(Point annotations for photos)
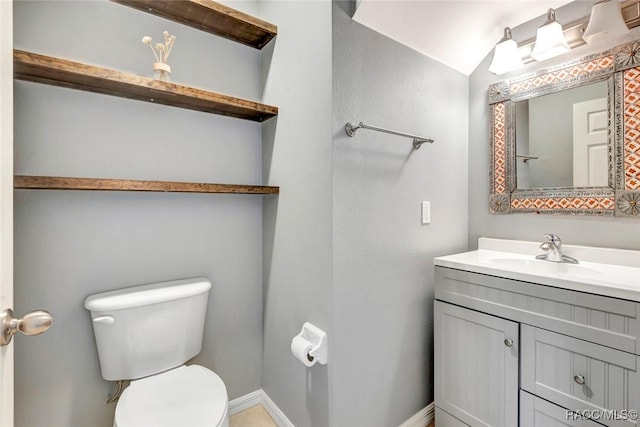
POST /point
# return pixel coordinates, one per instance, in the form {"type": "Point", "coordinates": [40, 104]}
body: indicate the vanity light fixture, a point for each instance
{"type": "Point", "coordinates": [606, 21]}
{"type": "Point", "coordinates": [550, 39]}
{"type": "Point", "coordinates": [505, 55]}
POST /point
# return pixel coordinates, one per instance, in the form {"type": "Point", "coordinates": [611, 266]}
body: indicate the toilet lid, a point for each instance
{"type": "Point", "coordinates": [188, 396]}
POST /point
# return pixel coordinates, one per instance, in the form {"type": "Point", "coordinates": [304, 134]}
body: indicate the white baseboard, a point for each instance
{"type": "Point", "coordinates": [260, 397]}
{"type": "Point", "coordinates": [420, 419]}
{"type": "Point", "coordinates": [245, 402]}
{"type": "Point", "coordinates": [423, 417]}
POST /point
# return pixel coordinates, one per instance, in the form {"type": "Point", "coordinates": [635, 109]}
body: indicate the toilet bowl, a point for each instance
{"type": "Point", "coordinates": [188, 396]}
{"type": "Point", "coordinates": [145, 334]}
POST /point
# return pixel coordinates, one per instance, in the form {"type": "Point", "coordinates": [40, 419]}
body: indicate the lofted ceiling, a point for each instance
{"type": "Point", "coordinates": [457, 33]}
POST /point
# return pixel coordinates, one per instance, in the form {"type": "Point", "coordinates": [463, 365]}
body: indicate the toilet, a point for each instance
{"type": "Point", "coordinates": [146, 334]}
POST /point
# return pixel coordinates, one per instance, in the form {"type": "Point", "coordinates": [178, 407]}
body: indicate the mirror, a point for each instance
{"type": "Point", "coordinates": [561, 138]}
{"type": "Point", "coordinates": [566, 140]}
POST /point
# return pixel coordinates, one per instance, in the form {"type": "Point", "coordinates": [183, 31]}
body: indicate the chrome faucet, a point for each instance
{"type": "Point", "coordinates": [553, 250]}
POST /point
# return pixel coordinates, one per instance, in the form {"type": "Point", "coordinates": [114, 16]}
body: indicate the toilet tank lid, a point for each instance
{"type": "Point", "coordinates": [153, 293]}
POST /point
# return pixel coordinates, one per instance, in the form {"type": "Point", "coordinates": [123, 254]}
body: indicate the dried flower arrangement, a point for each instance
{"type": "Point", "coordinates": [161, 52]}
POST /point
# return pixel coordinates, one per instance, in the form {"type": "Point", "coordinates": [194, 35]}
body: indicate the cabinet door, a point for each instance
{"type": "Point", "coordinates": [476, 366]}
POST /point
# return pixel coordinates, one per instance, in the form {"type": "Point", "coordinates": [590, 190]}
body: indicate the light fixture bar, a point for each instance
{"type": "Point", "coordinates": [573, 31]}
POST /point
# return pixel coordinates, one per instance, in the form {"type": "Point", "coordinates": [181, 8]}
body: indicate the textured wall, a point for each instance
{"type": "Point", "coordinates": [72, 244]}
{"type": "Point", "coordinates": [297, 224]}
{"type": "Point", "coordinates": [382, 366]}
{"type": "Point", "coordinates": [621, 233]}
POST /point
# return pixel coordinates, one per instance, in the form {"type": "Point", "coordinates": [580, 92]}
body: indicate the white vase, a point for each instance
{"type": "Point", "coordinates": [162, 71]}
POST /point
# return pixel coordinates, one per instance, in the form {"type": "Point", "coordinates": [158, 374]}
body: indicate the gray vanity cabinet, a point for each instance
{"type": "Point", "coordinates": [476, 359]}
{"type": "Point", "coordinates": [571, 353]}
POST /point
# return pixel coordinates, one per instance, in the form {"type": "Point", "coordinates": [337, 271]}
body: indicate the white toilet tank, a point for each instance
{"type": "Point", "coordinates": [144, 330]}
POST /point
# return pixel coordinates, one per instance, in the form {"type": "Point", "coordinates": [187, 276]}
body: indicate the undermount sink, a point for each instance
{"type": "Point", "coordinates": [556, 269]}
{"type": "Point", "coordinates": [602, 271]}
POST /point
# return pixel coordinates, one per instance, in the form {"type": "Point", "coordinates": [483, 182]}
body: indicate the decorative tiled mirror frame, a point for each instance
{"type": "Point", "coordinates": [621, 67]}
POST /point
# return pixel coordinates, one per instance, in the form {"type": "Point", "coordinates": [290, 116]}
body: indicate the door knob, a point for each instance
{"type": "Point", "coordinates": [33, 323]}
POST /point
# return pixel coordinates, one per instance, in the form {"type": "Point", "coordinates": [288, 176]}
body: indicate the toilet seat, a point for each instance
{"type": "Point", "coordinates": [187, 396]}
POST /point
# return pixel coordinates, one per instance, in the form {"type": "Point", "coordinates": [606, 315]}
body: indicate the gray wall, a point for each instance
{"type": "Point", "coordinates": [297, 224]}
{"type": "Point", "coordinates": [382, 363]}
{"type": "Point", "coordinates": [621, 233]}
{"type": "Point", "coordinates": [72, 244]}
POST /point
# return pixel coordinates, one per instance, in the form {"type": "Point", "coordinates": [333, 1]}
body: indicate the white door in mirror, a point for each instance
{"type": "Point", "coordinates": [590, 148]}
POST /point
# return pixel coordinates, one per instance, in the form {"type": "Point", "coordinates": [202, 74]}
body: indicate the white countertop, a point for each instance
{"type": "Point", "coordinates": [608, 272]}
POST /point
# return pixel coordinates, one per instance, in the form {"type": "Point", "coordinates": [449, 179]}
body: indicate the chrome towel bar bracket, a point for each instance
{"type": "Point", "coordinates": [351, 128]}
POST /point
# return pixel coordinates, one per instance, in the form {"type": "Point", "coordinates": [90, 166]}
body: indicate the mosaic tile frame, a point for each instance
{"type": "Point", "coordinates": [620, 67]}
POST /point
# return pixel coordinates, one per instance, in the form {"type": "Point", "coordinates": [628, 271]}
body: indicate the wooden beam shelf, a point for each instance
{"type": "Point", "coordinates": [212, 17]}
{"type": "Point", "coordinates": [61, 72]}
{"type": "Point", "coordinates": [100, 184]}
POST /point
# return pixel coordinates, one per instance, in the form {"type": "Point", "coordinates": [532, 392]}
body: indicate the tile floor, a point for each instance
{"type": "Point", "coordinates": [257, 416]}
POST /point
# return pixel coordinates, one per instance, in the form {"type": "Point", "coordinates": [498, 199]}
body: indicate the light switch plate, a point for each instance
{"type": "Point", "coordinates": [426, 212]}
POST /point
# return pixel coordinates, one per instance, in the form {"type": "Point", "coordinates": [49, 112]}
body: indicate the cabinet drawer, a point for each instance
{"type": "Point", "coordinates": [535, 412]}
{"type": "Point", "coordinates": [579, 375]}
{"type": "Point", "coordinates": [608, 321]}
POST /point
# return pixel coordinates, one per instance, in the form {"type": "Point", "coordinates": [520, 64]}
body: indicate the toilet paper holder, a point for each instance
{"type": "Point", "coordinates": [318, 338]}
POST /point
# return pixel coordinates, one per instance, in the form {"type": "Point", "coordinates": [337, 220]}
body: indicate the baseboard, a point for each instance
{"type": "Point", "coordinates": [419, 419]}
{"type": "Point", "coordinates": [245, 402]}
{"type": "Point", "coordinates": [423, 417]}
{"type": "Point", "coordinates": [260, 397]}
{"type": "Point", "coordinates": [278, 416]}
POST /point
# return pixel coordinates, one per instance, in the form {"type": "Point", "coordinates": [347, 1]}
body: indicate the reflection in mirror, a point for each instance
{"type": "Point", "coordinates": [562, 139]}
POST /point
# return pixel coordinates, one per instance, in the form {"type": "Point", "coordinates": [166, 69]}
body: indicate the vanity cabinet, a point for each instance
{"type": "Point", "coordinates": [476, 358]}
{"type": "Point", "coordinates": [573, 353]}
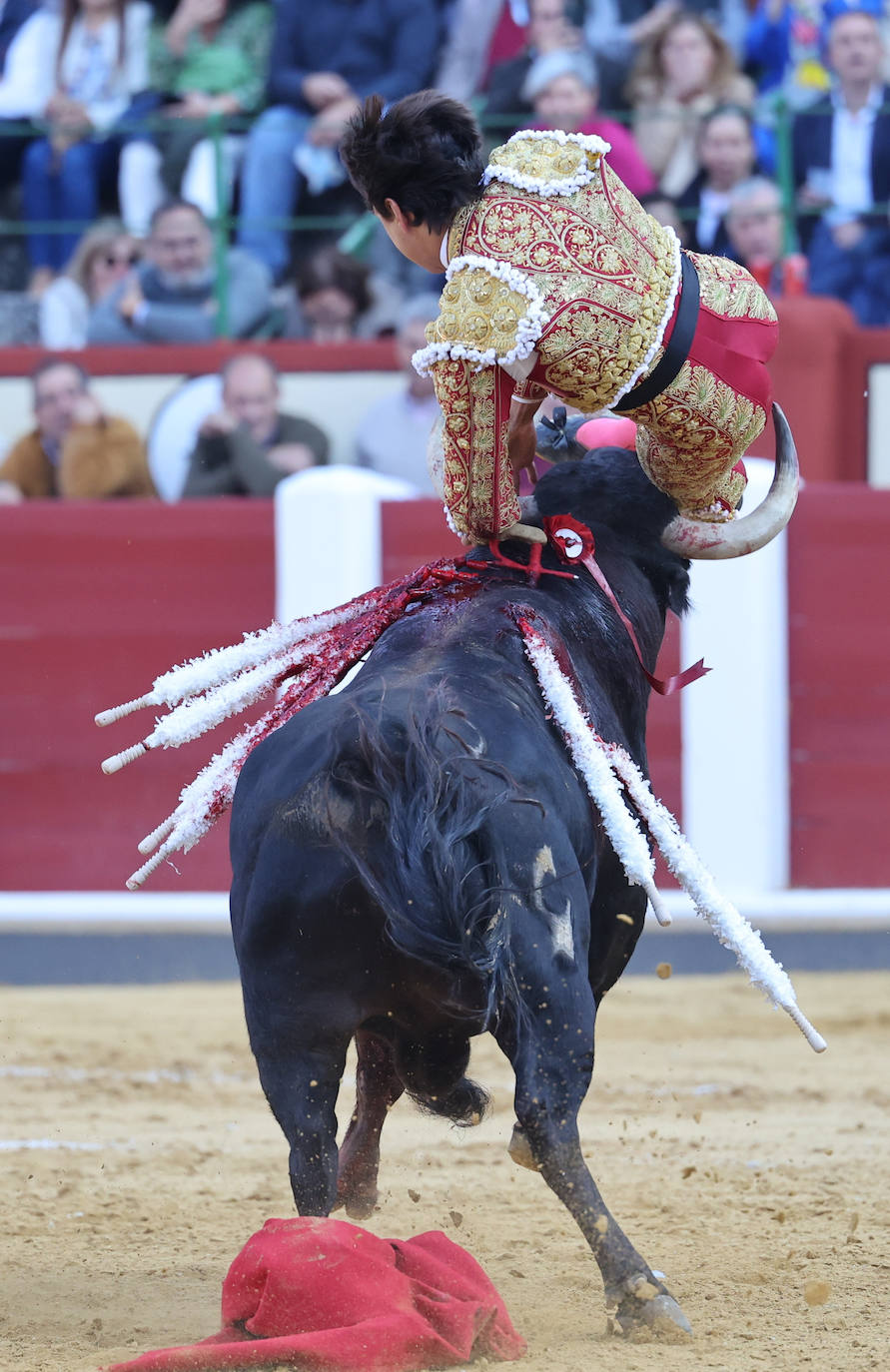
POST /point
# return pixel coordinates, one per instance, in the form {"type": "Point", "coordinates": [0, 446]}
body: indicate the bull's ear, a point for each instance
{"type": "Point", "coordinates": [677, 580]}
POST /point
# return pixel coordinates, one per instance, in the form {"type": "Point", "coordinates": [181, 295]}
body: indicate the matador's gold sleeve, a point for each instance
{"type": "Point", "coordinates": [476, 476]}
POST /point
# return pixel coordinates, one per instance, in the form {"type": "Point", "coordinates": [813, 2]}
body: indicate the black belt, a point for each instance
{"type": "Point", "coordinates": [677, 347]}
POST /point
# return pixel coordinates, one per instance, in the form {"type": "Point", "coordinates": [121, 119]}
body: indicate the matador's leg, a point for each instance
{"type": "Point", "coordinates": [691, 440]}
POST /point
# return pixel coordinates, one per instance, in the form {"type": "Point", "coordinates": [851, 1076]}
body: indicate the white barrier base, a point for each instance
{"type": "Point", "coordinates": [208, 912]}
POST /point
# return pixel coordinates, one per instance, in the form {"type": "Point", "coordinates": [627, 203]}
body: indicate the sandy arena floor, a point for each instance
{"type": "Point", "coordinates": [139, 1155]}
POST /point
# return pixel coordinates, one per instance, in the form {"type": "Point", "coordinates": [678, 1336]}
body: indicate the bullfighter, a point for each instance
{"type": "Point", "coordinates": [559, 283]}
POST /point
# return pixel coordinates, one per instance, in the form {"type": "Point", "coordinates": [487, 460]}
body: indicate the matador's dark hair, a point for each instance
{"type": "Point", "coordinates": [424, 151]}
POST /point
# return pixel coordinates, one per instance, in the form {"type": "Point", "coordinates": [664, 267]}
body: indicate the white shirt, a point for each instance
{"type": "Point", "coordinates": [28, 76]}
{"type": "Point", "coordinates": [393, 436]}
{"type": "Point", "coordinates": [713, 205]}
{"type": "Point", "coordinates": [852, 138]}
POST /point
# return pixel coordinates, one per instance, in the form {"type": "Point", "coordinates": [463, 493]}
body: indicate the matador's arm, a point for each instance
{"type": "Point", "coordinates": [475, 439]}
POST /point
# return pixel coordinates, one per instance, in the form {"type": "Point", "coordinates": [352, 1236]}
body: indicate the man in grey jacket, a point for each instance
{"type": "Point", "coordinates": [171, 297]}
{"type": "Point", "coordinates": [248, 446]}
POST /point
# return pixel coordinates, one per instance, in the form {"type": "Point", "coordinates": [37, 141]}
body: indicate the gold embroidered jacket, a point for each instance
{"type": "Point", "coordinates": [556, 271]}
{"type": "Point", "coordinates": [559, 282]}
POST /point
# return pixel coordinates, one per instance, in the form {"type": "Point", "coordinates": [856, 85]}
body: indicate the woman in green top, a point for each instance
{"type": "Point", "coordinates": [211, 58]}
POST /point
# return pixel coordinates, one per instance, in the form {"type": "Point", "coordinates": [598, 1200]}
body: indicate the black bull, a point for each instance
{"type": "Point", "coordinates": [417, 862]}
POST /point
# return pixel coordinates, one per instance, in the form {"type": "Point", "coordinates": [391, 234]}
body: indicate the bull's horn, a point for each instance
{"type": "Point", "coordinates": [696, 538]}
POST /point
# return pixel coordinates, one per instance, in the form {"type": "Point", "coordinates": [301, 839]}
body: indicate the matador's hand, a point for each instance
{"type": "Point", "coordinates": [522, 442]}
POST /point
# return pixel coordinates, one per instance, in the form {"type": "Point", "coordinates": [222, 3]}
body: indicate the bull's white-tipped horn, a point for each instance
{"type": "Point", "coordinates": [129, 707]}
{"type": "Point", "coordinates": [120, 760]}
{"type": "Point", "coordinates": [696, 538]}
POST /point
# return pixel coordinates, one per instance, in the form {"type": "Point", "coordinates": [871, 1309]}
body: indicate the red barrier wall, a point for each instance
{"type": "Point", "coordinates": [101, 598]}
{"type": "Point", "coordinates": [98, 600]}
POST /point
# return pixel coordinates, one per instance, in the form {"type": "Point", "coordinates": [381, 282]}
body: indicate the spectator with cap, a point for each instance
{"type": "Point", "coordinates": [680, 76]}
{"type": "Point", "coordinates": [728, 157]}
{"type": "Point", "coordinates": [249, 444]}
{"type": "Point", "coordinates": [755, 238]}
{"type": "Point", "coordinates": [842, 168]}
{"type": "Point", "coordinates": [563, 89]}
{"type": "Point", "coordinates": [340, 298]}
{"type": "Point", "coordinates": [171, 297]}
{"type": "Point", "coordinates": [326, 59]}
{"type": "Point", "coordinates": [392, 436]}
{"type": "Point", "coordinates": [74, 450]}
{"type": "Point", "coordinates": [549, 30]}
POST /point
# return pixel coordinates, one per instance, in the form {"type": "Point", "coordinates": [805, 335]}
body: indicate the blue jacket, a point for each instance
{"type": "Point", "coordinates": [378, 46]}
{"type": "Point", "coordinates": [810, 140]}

Your goal: Count the lines in the data above that contain the string "floor", treating case as significant, and reply with the number only.

Complete answer: 2